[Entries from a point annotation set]
◇ ◇ ◇ ◇
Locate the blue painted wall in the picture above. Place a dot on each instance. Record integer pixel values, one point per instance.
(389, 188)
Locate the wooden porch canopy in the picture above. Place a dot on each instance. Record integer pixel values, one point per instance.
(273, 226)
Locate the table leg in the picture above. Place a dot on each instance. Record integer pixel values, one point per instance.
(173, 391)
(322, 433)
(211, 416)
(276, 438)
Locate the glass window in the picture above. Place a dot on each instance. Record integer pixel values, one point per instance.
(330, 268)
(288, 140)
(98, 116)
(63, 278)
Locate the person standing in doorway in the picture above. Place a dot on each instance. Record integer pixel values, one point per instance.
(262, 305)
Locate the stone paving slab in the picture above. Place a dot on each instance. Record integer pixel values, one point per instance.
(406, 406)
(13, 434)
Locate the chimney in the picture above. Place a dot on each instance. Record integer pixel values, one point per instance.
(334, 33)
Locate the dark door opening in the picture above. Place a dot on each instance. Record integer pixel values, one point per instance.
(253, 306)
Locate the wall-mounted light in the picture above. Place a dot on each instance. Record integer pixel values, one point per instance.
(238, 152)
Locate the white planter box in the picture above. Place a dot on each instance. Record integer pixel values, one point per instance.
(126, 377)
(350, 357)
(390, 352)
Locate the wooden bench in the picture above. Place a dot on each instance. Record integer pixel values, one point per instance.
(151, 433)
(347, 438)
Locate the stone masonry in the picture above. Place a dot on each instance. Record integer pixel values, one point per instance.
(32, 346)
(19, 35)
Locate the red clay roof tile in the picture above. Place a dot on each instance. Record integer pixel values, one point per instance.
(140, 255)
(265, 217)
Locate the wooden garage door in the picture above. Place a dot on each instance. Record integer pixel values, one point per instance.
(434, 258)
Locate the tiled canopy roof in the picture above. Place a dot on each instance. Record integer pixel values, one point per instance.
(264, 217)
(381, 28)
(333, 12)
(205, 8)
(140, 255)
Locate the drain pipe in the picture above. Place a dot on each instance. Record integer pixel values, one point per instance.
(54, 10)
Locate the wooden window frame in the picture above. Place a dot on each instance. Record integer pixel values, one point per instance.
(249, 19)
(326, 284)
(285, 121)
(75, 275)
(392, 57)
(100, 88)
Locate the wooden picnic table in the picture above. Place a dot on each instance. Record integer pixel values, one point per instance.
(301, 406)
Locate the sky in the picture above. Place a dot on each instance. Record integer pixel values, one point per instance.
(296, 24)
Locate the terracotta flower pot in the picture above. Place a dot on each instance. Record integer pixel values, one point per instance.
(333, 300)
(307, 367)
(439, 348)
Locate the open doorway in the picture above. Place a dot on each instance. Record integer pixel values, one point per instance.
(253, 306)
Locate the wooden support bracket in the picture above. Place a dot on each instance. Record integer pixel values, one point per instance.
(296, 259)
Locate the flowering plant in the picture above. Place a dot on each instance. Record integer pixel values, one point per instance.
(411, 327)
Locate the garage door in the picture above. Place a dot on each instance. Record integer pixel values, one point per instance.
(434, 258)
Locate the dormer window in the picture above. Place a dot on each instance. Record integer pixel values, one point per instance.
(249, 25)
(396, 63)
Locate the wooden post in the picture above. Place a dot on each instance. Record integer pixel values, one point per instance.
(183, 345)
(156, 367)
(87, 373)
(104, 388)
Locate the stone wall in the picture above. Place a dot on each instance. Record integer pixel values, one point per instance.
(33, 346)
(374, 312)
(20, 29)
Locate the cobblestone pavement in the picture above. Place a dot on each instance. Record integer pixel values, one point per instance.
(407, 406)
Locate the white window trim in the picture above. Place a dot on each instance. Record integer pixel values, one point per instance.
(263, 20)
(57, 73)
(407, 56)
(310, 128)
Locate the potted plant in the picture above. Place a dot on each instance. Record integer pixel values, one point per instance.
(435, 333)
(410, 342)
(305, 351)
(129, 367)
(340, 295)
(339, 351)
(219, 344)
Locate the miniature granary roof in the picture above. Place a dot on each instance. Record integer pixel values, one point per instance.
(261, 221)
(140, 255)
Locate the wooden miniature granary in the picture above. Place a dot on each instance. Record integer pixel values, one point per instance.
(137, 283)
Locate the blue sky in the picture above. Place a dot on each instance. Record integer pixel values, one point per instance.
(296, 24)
◇ ◇ ◇ ◇
Exactly reproduce the lines beginning with the one that contains "Locate the terracotta" and ending with the last line of the material, both included. Leave out everything else.

### TASK RESULT
Locate the terracotta flower pot in the picture above. Place a dot on each instance. Record integer pixel values, one point per instance.
(333, 300)
(307, 367)
(439, 348)
Locate the open doorway in the picture above. Place a dot on each instance. Record integer pixel values, one point per instance.
(253, 306)
Locate the wooden support bracket in the picture above. Place a dot on each instance. Record integer pixel values, one point per instance.
(296, 259)
Locate the flowering plant in the picture above. Place a dot on each instance. Record integer pixel values, one point per instance.
(411, 327)
Locate the garage door in the picture above. Place a dot on each instance. Record integer pixel values, one point per instance.
(434, 258)
Locate the dormer window in the picture above. Place a dot on each instance. Record integer pixel values, one point per instance.
(249, 25)
(396, 63)
Locate the wooden post in the picture above. Place a dot on each instance. Record integer pixel values, one point per instance.
(183, 345)
(156, 367)
(87, 373)
(104, 388)
Locate the stone wall in the picture above. Place a dot on each instance. Record integer pixel values, one point per instance.
(33, 346)
(374, 312)
(20, 29)
Locate the cobblestone pavement in the picture above. Place a dot on each instance. Record integer pixel values, one point per instance.
(407, 406)
Locate the white window trim in the picture above. Place a dot on each instance. Record integer pixel values, one point per instance.
(263, 20)
(57, 73)
(407, 56)
(310, 128)
Locate the potted plant in the picture above. Place a dot on each instance. Record integer pixel values, one point per instance.
(435, 333)
(410, 342)
(305, 351)
(129, 367)
(340, 295)
(339, 351)
(219, 344)
Locate the miniature granary roof in the picture above. Place a dot on each instance. Record integer pixel values, one point per instance.
(261, 221)
(140, 255)
Locate the wooden miniature granary in the picture above. Place a dot on each instance. Record integer pixel values, one point per instance.
(137, 283)
Locate the blue sky in the picture above. Place a dot on each instance. Record integer pixel values, one point per instance.
(296, 24)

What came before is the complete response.